TASK BRIEF - Copy the records below without altering a single word.

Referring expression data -
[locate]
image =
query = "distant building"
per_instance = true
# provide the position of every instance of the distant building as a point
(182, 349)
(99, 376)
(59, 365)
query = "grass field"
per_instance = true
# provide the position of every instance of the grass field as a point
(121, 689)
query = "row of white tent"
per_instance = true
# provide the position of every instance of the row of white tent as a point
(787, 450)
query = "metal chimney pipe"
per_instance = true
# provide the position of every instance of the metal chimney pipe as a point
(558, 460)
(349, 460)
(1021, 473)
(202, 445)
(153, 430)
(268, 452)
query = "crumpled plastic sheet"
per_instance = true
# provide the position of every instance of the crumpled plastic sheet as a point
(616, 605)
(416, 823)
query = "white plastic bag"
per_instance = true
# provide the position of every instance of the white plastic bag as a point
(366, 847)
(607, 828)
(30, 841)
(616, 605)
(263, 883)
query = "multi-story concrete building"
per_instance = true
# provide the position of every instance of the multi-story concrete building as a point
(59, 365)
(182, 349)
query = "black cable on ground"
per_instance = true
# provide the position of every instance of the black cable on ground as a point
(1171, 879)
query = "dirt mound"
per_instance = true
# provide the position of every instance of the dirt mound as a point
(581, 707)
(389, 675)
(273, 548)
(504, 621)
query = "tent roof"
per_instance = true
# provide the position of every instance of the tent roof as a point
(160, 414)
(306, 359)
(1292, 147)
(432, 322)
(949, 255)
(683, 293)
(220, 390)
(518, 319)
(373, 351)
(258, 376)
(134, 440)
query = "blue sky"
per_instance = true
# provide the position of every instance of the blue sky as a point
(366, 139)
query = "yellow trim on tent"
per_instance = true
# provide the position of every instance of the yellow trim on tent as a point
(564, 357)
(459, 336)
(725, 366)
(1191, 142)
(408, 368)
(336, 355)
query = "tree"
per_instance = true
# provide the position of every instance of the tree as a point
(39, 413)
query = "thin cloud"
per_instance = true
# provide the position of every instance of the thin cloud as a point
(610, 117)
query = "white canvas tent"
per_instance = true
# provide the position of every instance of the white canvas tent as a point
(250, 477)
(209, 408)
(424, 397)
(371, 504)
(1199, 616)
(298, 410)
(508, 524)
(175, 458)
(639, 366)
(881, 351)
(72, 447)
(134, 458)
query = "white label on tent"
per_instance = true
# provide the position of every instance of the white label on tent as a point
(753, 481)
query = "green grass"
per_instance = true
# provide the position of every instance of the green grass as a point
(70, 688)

RESULT BELOW -
[locate]
image =
query = "distant building"
per_instance = true
# provide the position of every instance of the distant building as a point
(182, 349)
(99, 376)
(59, 365)
query = "grass field"
per_instance = true
# provide the position of every instance of the grass field as a point
(121, 689)
query = "row of white tent"
per_instance = true
# provide the position of every instance of the row of white tent as a point
(787, 450)
query = "metal chimney pipe"
per_instance = true
# provide the position of every instance of the metal chimney pipe as a point
(558, 460)
(349, 460)
(1021, 473)
(202, 445)
(153, 430)
(268, 452)
query = "crumpled plastic sheet"
per_instance = true
# provide the position of every instance of the crumpled plastic sheet as a point
(616, 605)
(416, 823)
query = "white plastic bag"
per_instance = true
# provide the position of every instance of the white plastic bag as a point
(366, 847)
(607, 828)
(30, 841)
(616, 605)
(263, 883)
query = "multi-story concrete building"
per_instance = true
# provide the position of every instance of the multi-story concrete building as a point
(59, 365)
(182, 349)
query = "black cable on ground"
per_instance = true
# provide the position of every instance of the black cable on ground as a point
(1171, 879)
query = "dirt mound"
per_instance = true
# provide the position of every instance of the dirt mound as a point
(581, 707)
(389, 675)
(273, 548)
(504, 621)
query = "tent roof"
per_instance = true
# provide the position of every instance of the tent roof as a point
(160, 414)
(306, 359)
(1292, 147)
(432, 322)
(949, 255)
(683, 293)
(220, 390)
(518, 319)
(373, 351)
(258, 376)
(134, 440)
query = "blue sky"
per_instance = true
# provide the position of every instance of the blue sky as a point
(366, 139)
query = "yellow trim on tent"
per_instance = true
# provide the position of every instance of the yellow trim on tent as a point
(564, 357)
(459, 336)
(725, 366)
(1191, 142)
(408, 368)
(336, 355)
query = "tree"
per_instance = true
# provide the position of every instance of the tree as a point
(39, 413)
query = "thin cloud"
per_instance = true
# provide the position of every instance of the thin cloud as a point
(610, 117)
query = "white canvas tent"
per_instance = true
# provide the position of every instance of the white canvas tent as a point
(250, 477)
(209, 408)
(424, 397)
(371, 504)
(1199, 616)
(298, 410)
(508, 524)
(175, 458)
(639, 366)
(881, 351)
(72, 447)
(134, 458)
query = "white label on tent"
per_instance = true
# provide the position of every instance of the white label on tent as a point
(753, 481)
query = "green grass"
per_instance = true
# provide the position of every instance of the green grass as a point
(70, 688)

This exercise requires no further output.